PROBLEM DESCRIPTION:
Turn the lines below into a numbered list, skipping any blank lines and leaving the pictures out of your answer.

Labeling and segmentation records:
--- BEGIN ---

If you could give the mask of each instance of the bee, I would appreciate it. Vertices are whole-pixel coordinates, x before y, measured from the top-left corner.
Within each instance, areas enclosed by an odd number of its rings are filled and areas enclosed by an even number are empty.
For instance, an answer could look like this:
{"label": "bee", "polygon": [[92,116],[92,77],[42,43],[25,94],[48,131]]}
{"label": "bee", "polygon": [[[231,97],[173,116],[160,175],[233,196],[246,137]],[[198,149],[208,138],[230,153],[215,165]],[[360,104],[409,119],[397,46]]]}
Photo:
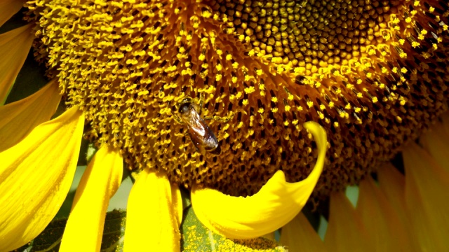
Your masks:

--- END ---

ANSWER TO THIS EXERCISE:
1. If you could give the mask of each instance of the bee, I would appreciate it. Vertices are whole-pixel coordinates, x before y, measured from the top-left corner.
2. Within each instance, areas enclosed by an odd number of its rings are filled and areas enclosed by an even number are empty.
3. For instance, an answer could look like this:
4. {"label": "bee", "polygon": [[92,116],[92,77],[42,43],[25,94],[48,131]]}
5. {"label": "bee", "polygon": [[[231,97],[173,116],[160,175],[233,196],[246,137]],[[198,149],[208,138],[230,153],[215,165]],[[360,104],[409,119],[397,46]]]}
6. Photo:
7. Your masks:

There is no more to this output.